In the records below, rewrite the part that opens with the line containing "Thanks for the photo. Could you please mark the flower pair" and runs through the end of the records, changing "vinca" to "periwinkle" and keeping everything else the same.

(Data entries)
— begin —

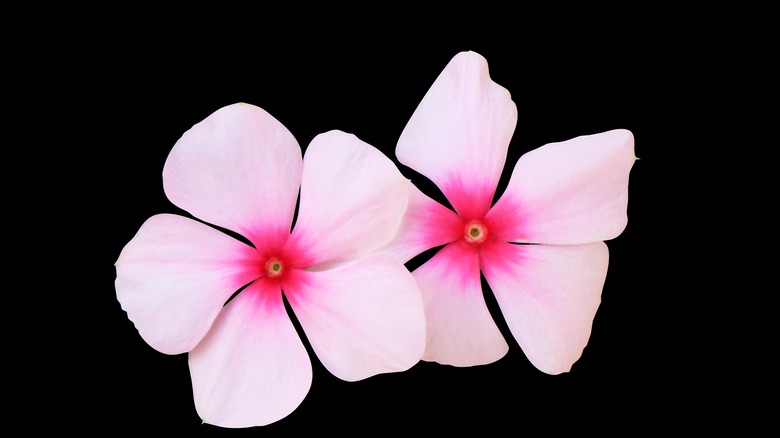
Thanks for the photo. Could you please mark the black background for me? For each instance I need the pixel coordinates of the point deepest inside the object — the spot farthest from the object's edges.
(642, 368)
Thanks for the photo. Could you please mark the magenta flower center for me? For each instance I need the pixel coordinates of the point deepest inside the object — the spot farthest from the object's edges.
(475, 231)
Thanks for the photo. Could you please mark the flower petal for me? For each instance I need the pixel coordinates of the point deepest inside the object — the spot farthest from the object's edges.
(569, 192)
(460, 329)
(352, 199)
(426, 224)
(252, 368)
(548, 295)
(240, 169)
(175, 275)
(362, 317)
(459, 134)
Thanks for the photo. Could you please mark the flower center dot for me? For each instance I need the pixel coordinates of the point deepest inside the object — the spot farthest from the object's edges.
(475, 232)
(274, 267)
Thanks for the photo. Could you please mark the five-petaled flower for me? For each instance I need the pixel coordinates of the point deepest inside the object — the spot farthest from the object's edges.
(540, 246)
(240, 169)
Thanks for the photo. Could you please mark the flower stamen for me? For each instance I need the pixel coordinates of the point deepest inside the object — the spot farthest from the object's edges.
(475, 232)
(274, 267)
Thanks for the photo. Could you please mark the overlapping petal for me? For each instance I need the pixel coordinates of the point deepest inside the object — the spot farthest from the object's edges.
(361, 317)
(460, 330)
(570, 192)
(459, 134)
(548, 295)
(175, 275)
(252, 369)
(426, 224)
(352, 199)
(239, 168)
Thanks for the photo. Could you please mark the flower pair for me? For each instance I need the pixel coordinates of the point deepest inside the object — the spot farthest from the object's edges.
(358, 220)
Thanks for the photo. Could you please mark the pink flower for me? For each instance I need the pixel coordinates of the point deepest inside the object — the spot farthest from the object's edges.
(540, 247)
(240, 169)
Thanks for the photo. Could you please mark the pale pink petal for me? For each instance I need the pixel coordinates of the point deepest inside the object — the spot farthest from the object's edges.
(460, 329)
(426, 224)
(569, 192)
(174, 276)
(252, 368)
(240, 169)
(352, 199)
(459, 134)
(548, 295)
(362, 317)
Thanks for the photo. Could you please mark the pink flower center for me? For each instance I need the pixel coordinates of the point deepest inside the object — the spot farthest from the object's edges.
(475, 231)
(274, 268)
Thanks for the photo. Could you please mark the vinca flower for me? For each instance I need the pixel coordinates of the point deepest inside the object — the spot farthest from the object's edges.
(540, 246)
(189, 286)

— end —

*Solution to the exercise*.
Thanks for the photo. Could you please mark the flower pair for me? For each instance I need the pixel coordinates of the point deepest inside the object — the spot farthest from the object's edges.
(358, 220)
Thanks for the photo. Could you please mark the pink flower for me? For each instance I need the pixel coordinates of the point deepest inside the object — the spot farthest from the object's edges.
(540, 247)
(240, 169)
Thanks for the photo. Could you please mark the pale pink petal for me? For each instance I need the pixel coordinates of the point deepest inside the object — the spot farthest from the object's edges.
(460, 329)
(426, 224)
(569, 192)
(174, 276)
(252, 368)
(240, 169)
(352, 199)
(459, 134)
(548, 295)
(362, 317)
Thanks for the photo. Could you please mark the pink flower center for me? For each instance I need the pixel coordinates of the point deepest inside the object — the spot farthest from the object's edges.
(475, 231)
(274, 268)
Thanks for the photo. Could you please mark the periwinkle flower for me? For each instance I need the pixel coordinates of the point deepest inside the object — the spot farthest from the object's edges.
(540, 246)
(189, 286)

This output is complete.